Mübadelenin Bafra'ya Armağanı: Okan Çakmaklı

Mübadelenin Bafra'ya Armağanı: Okan Çakmaklı

Recep Yılmaz Yazıyor


MÜBADELENİN BAFRAYA ARMAĞANI AVUKAT OKAN ÇAKMAKLI
YAŞAM ÖYKÜSÜNÜ ANLATIYOR

Sevgili okurlar, doğduğum ve çocukluk dönemini geçirdiğim Bafra ya ait değerli şahsiyetleri yazarak özellikle günümüz gençliğine anlatmak istiyorum, nedendir bilinmez çok sevdiğimiz saydığımız değer verdiğimiz büyüklerimizi kaybettiğimizde onlar hakkında güzel şeyler yazar söyleriz, yaşarken ise bunları pek yapmayız, belki sıra dışı bir şey olacak ama bu yazımda çok şükür halen sağlığı yerinde olan ve aramızda yaşayan çok değerli bir büyüğümüzü becerebildiğim kadar anlatmaya ve sohbetini paylaşmaya çalışacağım.
İsterim ki güzel insanlar yaşarken hakkında yazılan güzel şeyleri kendileri de okusunlar , bu yazı dizisinde değerli büyüğümüz Avukat "Okan ÇAKMAKLI" ile yapılan bu sohbeti okuyacaksınız, o bir mübadil çocuğu, ve çocukluğumuzda örnek aldığımız bir insan, onun mübadil yanını da ön plana çıkarmak mübadele insanlarına bir vefa borcu diye düşünüyorum.
Ulusal kurtarıcımız ATATÜRK onlar için "Mübadiller kaybedilmiş toprakların aziz hatıralarıdır dememişmiydi"?
Bir başka güzel söz ise değerli büyüğüm Gazeteci Osman Kara,nın mübadiller için söylediği "Biz Mekke, Medine ve Kudüs’ü kutsal biliriz ama o diyarlar için döktüğümüz gözyaşı sadece oralarda bıraktığımız vatan evlatları içindir. Ama Selanik, Manastır ve Vardar Ovasını kaybettiğimiz için ağlarız. Çünkü biz Balkanları vatan biliriz" sözleri ne kadar anlamlı değil mi?
Bir mübadili anlamak ve anlatmak için onun geçmişine de atıfta bulunmak gerekir, bu nedenle yazıma Balkanlardan başlamak istiyorum.
1371 Yılında Osmanlı topraklarına katılan Drama 1912 Yılına kadar Selanik vilayetinin bir kazası olarak kalmış, 1912 yılındaki birinci balkan savaşında ise Osmanlı devletininTrablusgarptaki savaşla uğraşmasını fırsat bilen Yunanistan, Sırbistan, Karadağ ve Bulgaristan osmanlı varlığına son vermek için aralarında anlaşmıştı.

-=-=-=-=-

**Görevler ve Alıştırmalar:**
**a.** Aşağıdaki kayıtların tümünü, sütun adları "istem" ve "hedef" olan iki sütunlu bir CSV olarak düzenleyin; her kayıt bir satır olsun. Her kaydın metnini ve karşılığını, satır sonlarını boşluğa çevirerek kendi tırnaklı alanına yazın.
**b.** Okan Çakmaklı'nın yaşam öyküsünü anlatan yazıyı, son cümlesinden sonra kaldığı yerden sürdürün.

Nokta etiketleme veri kümesinden alıntılar:
-=-=-=-=-

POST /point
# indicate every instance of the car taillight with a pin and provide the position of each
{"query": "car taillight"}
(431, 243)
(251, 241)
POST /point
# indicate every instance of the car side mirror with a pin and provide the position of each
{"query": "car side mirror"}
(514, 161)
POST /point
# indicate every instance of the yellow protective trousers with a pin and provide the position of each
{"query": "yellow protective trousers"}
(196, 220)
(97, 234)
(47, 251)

-=-=-=-=-

**Beklenen Çıktılar:**
**a.**
istem,hedef
"POST /point # indicate every instance of the car taillight with a pin and provide the position of each {""query"": ""car taillight""}","(431, 243) (251, 241)"
"POST /point # indicate every instance of the car side mirror with a pin and provide the position of each {""query"": ""car side mirror""}","(514, 161)"
"POST /point # indicate every instance of the yellow protective trousers with a pin and provide the position of each {""query"": ""yellow protective trousers""}","(196, 220) (97, 234) (47, 251)"

**b.**
Karadağın Osmanlı devletine saldırması üzerine Balkan savaşları başlayacak, Osmanlı devleti Midye [Kıyıköy]-Enez çizgisinin batısındaki tüm topraklarını kaybedecekti. 1913 yılına gelindiğinde birinci Balkan savaşının ganimet sarhoşluğuna düşen Balkan devletleri, kazandıkları toprakları kendi aralarında pay edememesi üzerinede ikinci Balkan savaşı çıkmıştı. Birinci Balkan savaşının galiplerinden olan Bulgaristan pastadan en büyük payı kapmış, diğer Balkan ülkeleride bunun üzerine Bulgaristanla savaşa tutuşmuşlardı, bu arada Romanya,nında savaşa girmesi ortalığı iyice karıştırmış, Osmanlı devletide bundan yararlanarak, birinci Balkan harbinde kaybettiği Edirne ve Kırklareli şehirlerini geri almıştı.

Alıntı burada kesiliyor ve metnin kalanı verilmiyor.